PROBLEM DETAILS
Each entry is to be given again precisely, and no picture may be carried over.
══ RECORD EXCERPTS
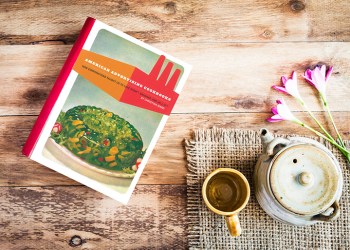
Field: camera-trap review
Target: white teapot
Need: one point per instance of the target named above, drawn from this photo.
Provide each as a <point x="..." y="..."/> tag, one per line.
<point x="297" y="180"/>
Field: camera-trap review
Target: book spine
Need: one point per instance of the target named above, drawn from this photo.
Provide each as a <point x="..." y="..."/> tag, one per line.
<point x="57" y="88"/>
════
ANSWER TO THIS PROBLEM
Field: camera-trap review
Target: white teapot
Need: one point per instance of the target named above, drawn from this photo.
Provide each as a <point x="..." y="..."/> tag, one per line.
<point x="297" y="180"/>
Field: camera-trap review
Target: book spine
Need: one point per instance of the target named above, drawn from this photo.
Provide each as a <point x="..." y="..."/> tag, one per line.
<point x="57" y="88"/>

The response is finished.